■ WORK ORDER
Reproduce the entries verbatim; no pictures.

═════ RECORDED DATA ═════

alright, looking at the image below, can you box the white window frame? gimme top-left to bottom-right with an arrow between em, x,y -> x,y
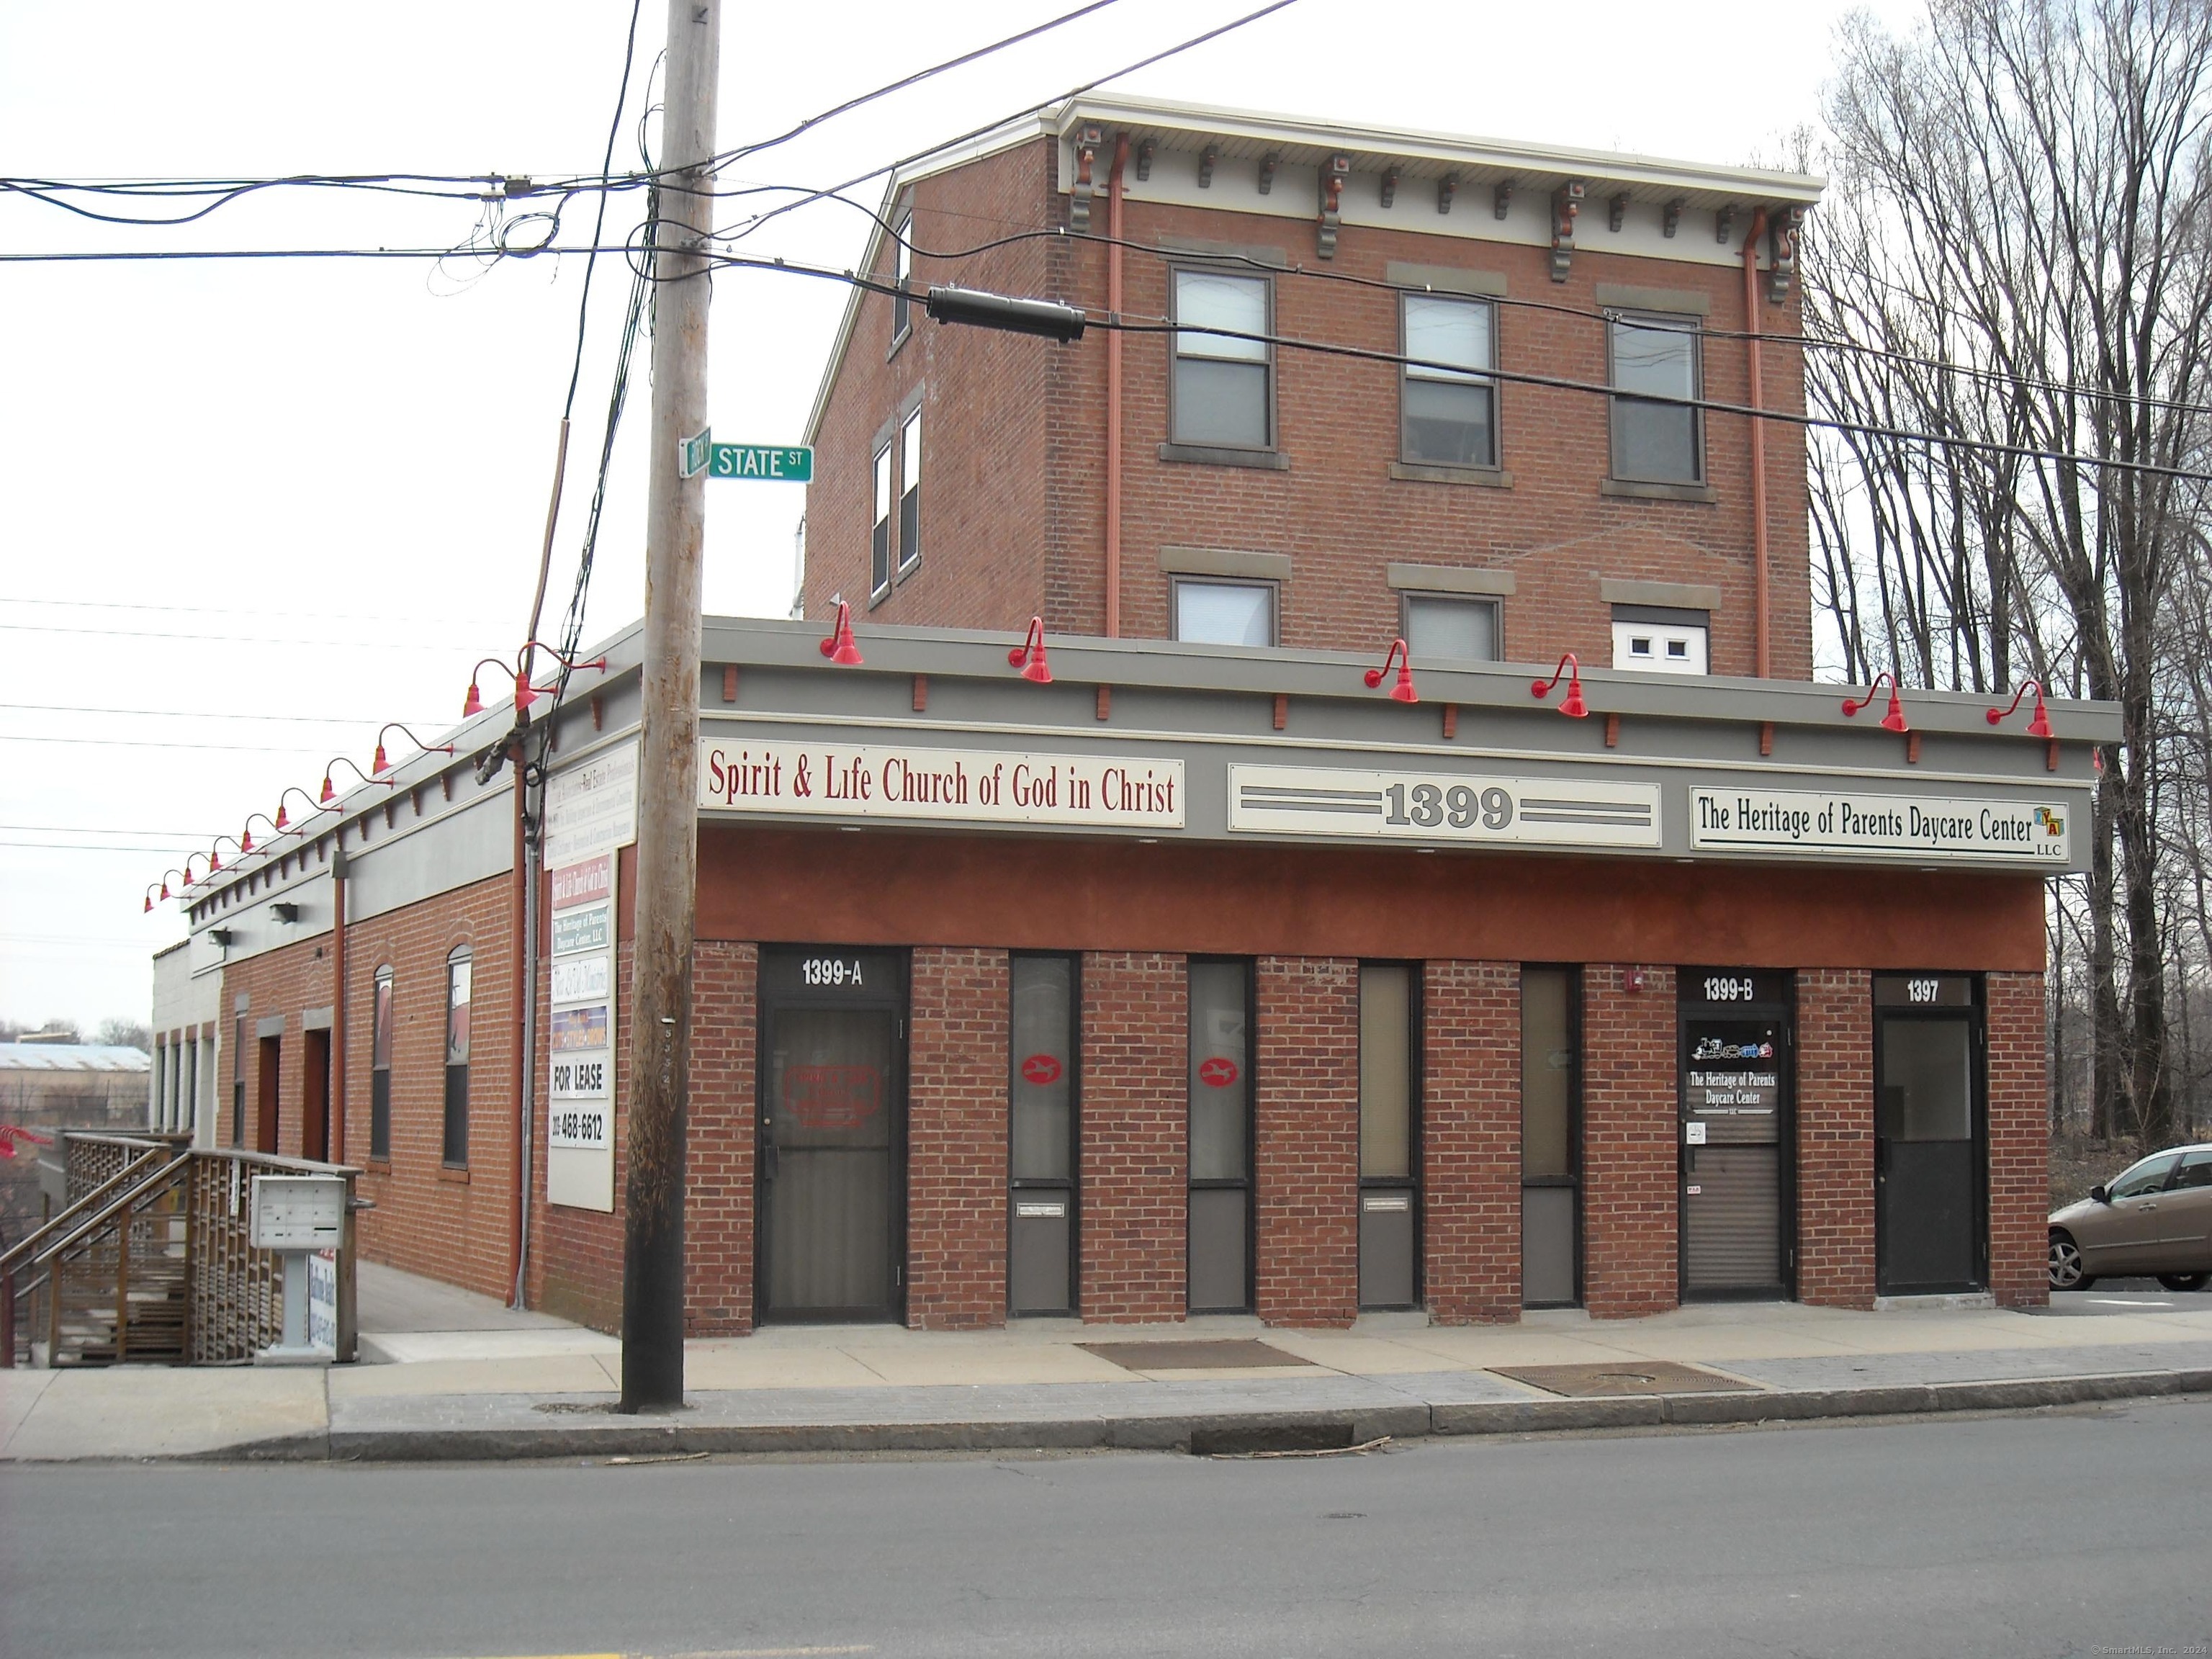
1401,591 -> 1503,663
1170,268 -> 1274,452
1399,294 -> 1498,470
1172,577 -> 1278,647
870,442 -> 894,601
1606,311 -> 1704,485
897,410 -> 922,578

═════

■ WORKED SOLUTION
alright, looking at the image below, can you box the white window frame? gimme top-left to bottom-right with an arrow between em, x,y -> x,y
1401,591 -> 1503,663
1170,268 -> 1274,452
1399,294 -> 1498,470
1172,577 -> 1278,647
870,442 -> 894,601
1606,311 -> 1704,485
897,410 -> 922,578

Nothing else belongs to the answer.